# Vinometer



## dantrubak (Oct 28, 2011)

Vinometers......Are these things worth a damn? Or is it a complete waste of time? I have read on some sites that you have to double the reading to get the alcohol content. Other sites say what it says is what it is. I have measured some store bought wine that I have and it seemed to be accurate based on what the bottle of wine states. Please advise!

Thanks!


----------



## djrockinsteve (Oct 28, 2011)

Many of us have them. No one uses them as far as I know. We shall refrain from telling you our feelings on these.


----------



## dantrubak (Oct 28, 2011)

Fair enough. I think I understand.


----------



## BobF (Oct 28, 2011)

djrockinsteve said:


> Many of us have them. No one uses them as far as I know. We shall refrain from telling you our feelings on these.


 
I won't refrain. They aren't worth the raw materials they're made from, much less their price. $5 bux isn't gonna' break me, but a vinometer was the most wasted winemaking $$ I've spent.

Second to the vinometer was the double-lever corker.

And don't forget the $3 I wasted on pH test strips!


----------



## ibglowin (Oct 28, 2011)

We need to start a thread entitled what's the most worthless thing you have purchased for winemaking! Mine was a 10 pack of Accuvin SO2 test kits. Totally worthless IMHO!


----------



## sjo (Oct 28, 2011)

ibglowin said:


> We need to start a thread entitled what's the most worthless thing you have purchased for winemaking! Mine was a 10 pack of Accuvin SO2 test kits. Totally worthless IMHO!



Ouch, that hurts. I just picked up a pack of those.
SJO


----------



## Wade E (Oct 29, 2011)

MATERIAL SHOWN:
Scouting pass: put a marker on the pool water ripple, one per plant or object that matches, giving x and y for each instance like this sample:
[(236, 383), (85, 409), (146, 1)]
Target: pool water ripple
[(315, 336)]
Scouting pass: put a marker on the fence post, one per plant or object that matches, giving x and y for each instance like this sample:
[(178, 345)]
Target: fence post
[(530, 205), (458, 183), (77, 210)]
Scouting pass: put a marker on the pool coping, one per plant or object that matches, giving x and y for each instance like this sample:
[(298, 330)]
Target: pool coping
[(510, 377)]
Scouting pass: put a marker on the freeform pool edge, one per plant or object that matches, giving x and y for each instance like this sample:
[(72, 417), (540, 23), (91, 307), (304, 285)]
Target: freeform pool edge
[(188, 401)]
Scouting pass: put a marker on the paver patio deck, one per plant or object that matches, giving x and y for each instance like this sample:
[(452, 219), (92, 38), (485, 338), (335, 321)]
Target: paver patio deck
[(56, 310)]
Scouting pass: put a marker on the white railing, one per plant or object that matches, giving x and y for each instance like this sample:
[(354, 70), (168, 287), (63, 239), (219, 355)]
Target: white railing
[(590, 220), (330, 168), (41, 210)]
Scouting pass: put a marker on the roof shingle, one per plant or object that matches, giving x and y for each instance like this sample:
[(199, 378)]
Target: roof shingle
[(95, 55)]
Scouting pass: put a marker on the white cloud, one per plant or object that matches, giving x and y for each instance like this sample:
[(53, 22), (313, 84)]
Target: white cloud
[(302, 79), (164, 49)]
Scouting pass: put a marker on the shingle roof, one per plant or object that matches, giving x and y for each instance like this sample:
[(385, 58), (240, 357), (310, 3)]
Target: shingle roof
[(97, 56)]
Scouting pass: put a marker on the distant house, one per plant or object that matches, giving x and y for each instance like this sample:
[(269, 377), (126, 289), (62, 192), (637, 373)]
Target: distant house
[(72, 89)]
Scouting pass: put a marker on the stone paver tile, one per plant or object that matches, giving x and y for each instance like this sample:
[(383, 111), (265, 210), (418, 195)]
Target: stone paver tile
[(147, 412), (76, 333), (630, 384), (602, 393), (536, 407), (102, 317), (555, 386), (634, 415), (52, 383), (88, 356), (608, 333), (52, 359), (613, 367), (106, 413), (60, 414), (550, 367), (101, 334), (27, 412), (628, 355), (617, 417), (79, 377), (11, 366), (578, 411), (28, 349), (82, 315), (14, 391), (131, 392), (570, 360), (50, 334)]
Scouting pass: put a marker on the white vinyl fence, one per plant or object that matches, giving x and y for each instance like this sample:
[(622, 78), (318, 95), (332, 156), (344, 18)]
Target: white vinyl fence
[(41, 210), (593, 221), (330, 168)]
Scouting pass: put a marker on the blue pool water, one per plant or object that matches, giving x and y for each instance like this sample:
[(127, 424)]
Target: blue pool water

DESCRIPTION OF THE TASK:
List every winemaking purchase that a poster in the vinometer thread above describes as wasted money or worthless.

COMPLETED TASK:
- Vinometer
- Double-lever corker
- pH test strips
- Accuvin SO2 test kits (a 10 pack)